— BEGIN INPUT DATA —

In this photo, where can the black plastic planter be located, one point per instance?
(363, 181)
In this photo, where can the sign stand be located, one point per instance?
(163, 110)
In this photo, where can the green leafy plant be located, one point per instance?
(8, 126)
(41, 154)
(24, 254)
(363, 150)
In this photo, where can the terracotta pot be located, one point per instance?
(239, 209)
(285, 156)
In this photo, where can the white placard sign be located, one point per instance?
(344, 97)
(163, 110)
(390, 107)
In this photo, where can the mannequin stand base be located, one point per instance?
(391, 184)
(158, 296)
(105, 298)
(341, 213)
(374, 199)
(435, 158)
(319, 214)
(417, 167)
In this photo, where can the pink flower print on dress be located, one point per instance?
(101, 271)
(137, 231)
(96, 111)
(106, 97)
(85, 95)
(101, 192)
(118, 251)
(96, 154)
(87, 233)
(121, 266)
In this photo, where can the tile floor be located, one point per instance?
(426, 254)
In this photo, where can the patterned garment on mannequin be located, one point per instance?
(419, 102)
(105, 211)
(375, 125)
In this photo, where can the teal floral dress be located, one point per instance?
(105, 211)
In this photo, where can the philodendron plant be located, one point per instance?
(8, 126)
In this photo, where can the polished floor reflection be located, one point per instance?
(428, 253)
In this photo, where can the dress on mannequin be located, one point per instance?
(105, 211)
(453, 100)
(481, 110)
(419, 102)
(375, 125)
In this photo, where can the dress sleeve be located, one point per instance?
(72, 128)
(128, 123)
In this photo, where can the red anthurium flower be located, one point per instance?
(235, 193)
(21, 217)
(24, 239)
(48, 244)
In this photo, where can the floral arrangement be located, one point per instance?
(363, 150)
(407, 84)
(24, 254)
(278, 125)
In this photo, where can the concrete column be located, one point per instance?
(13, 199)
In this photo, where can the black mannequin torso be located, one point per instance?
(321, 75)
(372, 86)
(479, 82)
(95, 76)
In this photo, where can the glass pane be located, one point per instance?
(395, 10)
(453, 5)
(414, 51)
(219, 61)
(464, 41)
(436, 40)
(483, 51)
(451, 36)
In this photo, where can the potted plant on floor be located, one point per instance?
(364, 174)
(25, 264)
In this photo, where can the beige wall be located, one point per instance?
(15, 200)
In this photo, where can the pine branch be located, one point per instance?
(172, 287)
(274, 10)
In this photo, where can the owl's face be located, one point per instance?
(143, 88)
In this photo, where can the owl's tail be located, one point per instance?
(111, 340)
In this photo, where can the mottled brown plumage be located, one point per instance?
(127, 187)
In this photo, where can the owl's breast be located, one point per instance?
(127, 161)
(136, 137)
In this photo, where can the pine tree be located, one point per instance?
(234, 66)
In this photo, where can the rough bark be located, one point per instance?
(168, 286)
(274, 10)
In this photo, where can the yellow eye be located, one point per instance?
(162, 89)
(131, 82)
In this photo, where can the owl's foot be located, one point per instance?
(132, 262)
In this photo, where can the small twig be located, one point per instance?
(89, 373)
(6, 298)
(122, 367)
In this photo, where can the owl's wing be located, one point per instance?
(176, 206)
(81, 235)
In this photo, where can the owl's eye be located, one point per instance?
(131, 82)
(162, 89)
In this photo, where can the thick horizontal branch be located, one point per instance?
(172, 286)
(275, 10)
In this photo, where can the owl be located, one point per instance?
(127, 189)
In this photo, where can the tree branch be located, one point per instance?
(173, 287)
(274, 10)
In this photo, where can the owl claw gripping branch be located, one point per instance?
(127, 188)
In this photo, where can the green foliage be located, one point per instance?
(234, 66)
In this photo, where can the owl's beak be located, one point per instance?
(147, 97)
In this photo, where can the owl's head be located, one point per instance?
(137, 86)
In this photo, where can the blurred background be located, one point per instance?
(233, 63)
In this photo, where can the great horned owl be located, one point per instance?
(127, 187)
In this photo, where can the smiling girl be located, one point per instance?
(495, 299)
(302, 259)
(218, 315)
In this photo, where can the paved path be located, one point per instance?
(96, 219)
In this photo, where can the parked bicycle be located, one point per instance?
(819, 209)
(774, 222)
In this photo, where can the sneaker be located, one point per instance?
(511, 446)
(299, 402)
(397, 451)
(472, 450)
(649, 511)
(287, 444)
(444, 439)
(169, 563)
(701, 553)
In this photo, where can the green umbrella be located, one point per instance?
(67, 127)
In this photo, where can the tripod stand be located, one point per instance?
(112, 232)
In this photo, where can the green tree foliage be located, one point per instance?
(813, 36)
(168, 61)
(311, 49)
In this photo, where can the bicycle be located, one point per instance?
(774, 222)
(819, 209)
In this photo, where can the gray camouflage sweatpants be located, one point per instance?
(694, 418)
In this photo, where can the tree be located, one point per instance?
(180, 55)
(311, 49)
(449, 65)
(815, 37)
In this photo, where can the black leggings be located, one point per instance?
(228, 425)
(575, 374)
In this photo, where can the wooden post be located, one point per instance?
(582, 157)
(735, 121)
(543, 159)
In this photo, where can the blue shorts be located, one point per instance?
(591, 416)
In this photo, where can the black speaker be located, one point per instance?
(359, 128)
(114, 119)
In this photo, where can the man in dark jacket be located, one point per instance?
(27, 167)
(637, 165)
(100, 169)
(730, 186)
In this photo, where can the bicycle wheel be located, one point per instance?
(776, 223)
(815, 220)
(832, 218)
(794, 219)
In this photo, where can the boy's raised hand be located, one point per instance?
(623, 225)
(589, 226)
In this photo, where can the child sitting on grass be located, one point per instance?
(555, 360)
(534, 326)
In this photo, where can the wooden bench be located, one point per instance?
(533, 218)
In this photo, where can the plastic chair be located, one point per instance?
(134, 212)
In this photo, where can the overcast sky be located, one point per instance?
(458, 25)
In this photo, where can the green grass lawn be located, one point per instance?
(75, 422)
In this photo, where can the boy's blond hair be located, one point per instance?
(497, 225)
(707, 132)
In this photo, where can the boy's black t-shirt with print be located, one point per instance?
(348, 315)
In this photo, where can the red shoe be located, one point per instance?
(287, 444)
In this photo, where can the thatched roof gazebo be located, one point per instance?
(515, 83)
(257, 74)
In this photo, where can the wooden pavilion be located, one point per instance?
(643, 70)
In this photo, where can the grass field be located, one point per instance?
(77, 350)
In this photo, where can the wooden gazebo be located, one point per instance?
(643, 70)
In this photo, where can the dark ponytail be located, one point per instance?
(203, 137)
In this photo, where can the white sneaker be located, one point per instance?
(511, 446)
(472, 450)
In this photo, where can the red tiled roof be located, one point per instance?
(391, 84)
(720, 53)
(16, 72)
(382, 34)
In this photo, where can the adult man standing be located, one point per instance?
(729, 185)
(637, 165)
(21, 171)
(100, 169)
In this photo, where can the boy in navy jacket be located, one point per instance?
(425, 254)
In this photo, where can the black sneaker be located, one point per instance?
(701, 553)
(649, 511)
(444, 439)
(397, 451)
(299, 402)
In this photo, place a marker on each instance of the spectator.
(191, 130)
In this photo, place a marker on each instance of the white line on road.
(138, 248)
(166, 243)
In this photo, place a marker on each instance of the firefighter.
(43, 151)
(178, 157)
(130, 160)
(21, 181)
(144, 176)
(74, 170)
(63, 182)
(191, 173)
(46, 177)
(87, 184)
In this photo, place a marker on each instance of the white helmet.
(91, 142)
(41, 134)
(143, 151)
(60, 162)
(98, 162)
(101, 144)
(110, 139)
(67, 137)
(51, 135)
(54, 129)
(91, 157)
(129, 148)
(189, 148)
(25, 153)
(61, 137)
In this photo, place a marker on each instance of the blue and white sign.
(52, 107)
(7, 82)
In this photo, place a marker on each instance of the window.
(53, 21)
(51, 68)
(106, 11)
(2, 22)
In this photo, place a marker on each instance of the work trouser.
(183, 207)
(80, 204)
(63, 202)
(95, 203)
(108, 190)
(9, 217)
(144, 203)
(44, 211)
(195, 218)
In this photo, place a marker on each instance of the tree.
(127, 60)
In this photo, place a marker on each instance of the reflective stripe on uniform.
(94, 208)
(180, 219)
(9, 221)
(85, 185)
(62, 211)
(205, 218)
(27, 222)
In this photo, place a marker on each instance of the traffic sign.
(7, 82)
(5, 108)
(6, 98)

— END INPUT DATA —

_TASK REQUIREMENTS_
Locate the line that contains "the white helmet.", then please quote it and every line after it to the end of the entries above, exactly and with nothing else.

_TASK OUTPUT_
In this photo, place a marker on each instance of the white helmet.
(91, 142)
(41, 134)
(143, 151)
(60, 162)
(98, 162)
(101, 144)
(110, 139)
(67, 137)
(51, 135)
(54, 129)
(91, 157)
(129, 148)
(189, 148)
(25, 153)
(61, 137)
In this photo, place a marker on each instance of the blue and white sign.
(52, 107)
(7, 82)
In this photo, place a marker on each instance of the window.
(53, 21)
(51, 68)
(106, 11)
(2, 22)
In this photo, place a marker on each instance of the work trouser.
(183, 207)
(80, 204)
(63, 202)
(95, 203)
(108, 190)
(9, 217)
(144, 203)
(44, 211)
(195, 218)
In this photo, place a marker on each instance of the tree.
(127, 60)
In this photo, place a marker on each instance of the reflective stripe on uniform.
(94, 208)
(180, 219)
(9, 221)
(85, 185)
(62, 211)
(205, 218)
(27, 222)
In this photo, place a marker on each instance of the traffic sign.
(7, 82)
(5, 108)
(6, 98)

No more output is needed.